Entries provided:
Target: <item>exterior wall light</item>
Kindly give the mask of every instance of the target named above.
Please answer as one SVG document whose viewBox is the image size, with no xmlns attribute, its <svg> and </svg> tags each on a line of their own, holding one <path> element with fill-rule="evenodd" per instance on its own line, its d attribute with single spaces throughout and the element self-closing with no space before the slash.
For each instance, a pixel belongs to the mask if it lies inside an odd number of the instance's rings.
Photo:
--
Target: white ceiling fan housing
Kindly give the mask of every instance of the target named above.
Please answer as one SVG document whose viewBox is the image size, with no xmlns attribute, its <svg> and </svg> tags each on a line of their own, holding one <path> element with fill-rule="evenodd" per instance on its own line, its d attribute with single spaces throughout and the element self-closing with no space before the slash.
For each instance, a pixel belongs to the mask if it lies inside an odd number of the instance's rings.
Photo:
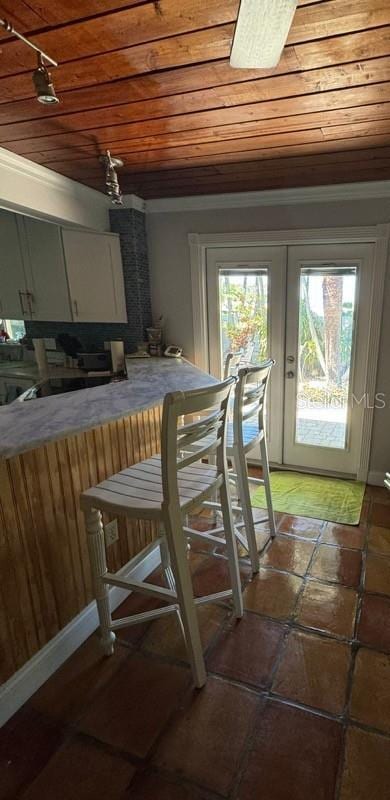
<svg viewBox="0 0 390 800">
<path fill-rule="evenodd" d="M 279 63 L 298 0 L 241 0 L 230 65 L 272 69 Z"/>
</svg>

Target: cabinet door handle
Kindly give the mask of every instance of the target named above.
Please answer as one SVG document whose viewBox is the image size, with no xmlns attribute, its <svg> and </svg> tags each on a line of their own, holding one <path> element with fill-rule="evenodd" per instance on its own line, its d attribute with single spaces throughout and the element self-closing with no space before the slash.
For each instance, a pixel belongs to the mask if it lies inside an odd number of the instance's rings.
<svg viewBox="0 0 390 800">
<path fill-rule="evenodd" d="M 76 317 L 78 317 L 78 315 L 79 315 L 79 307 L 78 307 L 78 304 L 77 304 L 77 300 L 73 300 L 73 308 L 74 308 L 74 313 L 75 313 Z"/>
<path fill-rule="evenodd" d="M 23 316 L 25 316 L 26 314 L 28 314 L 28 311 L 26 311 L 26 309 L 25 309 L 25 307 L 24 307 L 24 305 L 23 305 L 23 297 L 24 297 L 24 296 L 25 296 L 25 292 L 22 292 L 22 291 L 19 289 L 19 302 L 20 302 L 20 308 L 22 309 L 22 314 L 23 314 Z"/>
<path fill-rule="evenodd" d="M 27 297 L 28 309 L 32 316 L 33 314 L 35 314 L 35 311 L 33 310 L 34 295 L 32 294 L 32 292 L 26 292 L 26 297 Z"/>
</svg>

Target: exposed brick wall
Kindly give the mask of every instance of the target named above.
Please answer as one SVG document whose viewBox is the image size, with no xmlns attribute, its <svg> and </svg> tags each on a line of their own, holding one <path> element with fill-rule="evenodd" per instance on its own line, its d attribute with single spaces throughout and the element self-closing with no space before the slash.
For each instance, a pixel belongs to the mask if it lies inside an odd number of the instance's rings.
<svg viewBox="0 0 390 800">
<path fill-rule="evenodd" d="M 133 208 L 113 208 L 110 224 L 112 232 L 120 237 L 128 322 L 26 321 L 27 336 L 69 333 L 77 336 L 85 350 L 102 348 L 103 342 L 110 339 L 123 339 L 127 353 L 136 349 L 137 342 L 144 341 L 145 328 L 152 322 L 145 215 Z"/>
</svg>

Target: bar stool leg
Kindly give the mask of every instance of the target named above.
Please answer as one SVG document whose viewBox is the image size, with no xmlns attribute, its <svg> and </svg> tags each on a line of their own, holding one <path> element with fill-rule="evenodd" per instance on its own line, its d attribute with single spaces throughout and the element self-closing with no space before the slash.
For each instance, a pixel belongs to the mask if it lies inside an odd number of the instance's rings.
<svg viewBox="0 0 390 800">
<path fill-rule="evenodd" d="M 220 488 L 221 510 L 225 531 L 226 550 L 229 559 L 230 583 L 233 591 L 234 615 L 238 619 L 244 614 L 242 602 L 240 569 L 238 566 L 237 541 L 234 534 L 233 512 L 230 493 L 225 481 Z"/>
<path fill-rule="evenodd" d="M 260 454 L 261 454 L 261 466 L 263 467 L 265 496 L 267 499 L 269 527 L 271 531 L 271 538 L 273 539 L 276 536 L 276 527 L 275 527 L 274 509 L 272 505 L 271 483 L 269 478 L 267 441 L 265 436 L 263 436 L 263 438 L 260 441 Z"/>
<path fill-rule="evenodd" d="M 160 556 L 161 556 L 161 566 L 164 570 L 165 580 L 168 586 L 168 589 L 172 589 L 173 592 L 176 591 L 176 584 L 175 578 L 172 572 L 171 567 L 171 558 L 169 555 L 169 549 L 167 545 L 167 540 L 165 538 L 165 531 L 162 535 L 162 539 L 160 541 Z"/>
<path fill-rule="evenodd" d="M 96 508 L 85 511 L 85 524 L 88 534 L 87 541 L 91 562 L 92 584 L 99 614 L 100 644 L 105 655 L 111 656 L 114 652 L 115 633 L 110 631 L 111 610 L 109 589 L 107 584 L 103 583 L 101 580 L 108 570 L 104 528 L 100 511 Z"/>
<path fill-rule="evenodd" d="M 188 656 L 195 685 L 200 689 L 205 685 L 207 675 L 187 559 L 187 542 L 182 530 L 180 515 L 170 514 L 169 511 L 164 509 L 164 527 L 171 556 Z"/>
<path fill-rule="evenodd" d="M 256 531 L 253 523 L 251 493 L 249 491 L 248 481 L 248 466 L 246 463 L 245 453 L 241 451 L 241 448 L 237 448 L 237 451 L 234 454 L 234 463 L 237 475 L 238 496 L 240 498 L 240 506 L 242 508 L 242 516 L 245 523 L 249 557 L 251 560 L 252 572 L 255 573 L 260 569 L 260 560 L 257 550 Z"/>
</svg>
* * *
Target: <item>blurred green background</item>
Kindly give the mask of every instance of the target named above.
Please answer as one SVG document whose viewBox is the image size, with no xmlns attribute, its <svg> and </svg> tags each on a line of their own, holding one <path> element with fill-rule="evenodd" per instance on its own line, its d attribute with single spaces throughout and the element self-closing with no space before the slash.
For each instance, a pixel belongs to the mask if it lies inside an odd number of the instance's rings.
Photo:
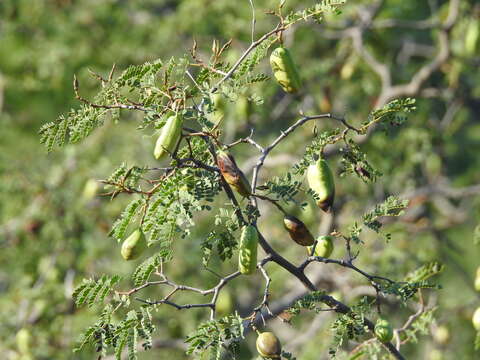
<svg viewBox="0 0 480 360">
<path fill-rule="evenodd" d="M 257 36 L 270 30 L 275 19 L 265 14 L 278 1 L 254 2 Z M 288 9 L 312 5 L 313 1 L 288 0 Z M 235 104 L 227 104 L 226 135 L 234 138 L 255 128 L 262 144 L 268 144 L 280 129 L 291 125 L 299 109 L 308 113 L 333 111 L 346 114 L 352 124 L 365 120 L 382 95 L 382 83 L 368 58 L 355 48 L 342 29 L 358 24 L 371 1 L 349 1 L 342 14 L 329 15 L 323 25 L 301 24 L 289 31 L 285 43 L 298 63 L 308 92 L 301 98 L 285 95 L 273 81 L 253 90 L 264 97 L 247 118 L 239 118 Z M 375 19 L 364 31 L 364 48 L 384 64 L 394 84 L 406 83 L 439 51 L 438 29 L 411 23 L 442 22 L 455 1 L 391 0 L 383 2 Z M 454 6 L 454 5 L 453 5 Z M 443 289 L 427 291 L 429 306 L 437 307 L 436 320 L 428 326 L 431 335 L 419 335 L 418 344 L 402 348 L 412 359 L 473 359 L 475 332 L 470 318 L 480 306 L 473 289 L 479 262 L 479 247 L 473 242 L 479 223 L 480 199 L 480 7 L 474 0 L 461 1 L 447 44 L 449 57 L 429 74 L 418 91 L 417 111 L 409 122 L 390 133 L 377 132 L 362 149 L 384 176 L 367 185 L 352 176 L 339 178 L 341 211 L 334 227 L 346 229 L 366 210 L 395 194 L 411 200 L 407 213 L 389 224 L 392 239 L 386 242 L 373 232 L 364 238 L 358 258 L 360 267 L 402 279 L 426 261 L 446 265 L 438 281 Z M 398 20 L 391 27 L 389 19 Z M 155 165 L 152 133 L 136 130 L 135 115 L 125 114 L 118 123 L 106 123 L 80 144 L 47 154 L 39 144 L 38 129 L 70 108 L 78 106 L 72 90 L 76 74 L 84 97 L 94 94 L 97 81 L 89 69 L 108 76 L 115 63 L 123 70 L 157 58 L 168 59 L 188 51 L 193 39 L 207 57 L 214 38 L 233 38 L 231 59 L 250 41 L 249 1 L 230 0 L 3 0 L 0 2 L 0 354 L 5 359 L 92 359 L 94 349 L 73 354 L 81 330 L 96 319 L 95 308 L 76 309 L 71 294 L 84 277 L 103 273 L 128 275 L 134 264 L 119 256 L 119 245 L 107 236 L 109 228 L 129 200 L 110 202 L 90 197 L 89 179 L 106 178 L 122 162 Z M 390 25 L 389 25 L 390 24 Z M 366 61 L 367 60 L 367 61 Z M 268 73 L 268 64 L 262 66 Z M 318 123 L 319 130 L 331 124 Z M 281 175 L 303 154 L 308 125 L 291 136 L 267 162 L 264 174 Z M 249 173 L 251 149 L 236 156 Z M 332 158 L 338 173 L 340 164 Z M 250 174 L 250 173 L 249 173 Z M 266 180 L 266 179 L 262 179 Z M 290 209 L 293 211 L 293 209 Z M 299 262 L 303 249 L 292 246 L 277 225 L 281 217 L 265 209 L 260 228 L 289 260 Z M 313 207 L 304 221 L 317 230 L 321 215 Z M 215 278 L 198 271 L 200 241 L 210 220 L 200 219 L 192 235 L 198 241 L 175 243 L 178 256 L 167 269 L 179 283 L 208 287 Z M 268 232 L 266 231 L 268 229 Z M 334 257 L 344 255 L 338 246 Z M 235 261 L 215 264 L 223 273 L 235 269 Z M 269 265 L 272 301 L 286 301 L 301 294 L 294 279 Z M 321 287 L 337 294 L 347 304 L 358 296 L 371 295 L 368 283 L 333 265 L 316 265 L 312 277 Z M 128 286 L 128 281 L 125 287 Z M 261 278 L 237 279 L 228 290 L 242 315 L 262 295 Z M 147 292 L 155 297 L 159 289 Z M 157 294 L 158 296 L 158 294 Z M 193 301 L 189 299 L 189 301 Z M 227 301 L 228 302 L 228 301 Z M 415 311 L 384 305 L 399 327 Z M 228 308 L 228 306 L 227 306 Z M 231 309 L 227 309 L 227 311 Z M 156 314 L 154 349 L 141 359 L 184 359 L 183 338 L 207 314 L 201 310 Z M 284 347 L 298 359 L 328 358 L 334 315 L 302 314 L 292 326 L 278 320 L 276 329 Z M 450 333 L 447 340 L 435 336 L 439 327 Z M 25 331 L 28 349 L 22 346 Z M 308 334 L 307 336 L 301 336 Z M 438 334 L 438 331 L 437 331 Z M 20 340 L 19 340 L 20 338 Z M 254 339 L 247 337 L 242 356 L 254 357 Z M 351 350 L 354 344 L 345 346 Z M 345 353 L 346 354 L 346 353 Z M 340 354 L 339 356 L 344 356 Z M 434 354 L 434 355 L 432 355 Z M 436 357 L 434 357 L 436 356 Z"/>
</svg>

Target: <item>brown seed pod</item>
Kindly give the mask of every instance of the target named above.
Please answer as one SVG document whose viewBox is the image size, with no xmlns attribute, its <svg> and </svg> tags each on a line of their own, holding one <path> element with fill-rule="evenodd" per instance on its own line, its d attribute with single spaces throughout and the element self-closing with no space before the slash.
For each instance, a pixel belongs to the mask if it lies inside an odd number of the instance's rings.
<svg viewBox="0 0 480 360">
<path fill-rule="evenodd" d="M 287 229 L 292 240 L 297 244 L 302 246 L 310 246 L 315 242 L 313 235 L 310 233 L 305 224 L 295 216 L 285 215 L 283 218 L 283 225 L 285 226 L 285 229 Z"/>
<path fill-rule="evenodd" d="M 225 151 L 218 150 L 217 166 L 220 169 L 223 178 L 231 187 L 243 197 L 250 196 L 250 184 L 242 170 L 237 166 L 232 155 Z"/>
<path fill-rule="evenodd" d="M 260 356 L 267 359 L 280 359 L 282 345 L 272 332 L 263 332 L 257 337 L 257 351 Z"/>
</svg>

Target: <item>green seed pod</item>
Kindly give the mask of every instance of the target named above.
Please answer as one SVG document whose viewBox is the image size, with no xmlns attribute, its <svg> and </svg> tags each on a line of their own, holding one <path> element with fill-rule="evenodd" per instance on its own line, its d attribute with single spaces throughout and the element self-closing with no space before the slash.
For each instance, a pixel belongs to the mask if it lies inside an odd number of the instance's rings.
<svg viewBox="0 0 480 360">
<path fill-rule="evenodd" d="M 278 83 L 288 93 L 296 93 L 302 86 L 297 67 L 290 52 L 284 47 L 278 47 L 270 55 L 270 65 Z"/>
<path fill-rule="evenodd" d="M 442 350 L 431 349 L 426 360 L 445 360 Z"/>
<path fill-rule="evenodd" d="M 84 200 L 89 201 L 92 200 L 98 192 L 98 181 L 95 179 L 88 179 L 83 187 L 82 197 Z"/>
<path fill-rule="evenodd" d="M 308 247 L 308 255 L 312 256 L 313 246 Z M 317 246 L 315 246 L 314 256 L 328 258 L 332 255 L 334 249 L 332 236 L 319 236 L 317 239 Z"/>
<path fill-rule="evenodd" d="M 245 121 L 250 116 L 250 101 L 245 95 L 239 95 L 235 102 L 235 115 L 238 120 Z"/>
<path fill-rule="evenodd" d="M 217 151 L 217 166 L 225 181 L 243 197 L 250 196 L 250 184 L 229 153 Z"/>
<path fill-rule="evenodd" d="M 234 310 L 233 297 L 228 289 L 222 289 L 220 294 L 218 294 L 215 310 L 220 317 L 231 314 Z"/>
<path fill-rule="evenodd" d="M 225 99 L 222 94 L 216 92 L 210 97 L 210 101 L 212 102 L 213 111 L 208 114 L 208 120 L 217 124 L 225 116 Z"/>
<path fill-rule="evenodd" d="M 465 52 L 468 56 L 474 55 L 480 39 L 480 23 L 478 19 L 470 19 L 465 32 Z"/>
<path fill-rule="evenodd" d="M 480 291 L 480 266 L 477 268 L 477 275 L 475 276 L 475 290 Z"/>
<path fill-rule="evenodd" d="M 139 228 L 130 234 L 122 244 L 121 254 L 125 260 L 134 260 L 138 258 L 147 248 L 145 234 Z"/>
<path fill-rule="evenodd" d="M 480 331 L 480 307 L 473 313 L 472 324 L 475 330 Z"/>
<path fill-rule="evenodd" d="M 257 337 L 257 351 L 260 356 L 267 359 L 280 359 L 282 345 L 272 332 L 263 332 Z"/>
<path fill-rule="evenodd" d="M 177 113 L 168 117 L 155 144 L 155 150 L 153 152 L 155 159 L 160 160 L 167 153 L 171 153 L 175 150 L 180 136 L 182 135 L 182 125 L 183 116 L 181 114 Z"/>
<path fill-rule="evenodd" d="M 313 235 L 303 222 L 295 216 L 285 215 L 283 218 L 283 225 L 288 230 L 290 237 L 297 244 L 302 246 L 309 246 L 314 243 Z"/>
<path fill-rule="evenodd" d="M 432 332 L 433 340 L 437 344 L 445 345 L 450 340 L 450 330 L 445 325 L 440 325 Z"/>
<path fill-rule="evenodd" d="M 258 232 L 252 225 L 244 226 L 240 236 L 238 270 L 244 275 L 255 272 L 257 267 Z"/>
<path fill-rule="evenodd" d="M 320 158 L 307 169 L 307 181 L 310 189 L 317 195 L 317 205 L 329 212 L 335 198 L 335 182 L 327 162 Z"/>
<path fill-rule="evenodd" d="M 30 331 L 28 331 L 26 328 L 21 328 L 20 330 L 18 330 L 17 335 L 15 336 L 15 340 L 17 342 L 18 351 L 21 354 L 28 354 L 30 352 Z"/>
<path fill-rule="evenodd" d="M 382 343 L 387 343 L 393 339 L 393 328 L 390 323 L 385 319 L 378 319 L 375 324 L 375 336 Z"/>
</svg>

Task prompt:
What lines above contain the string "green"? Copy all of them.

Task result:
Target: <item>blurred green background</item>
Target: <item>green seed pod</item>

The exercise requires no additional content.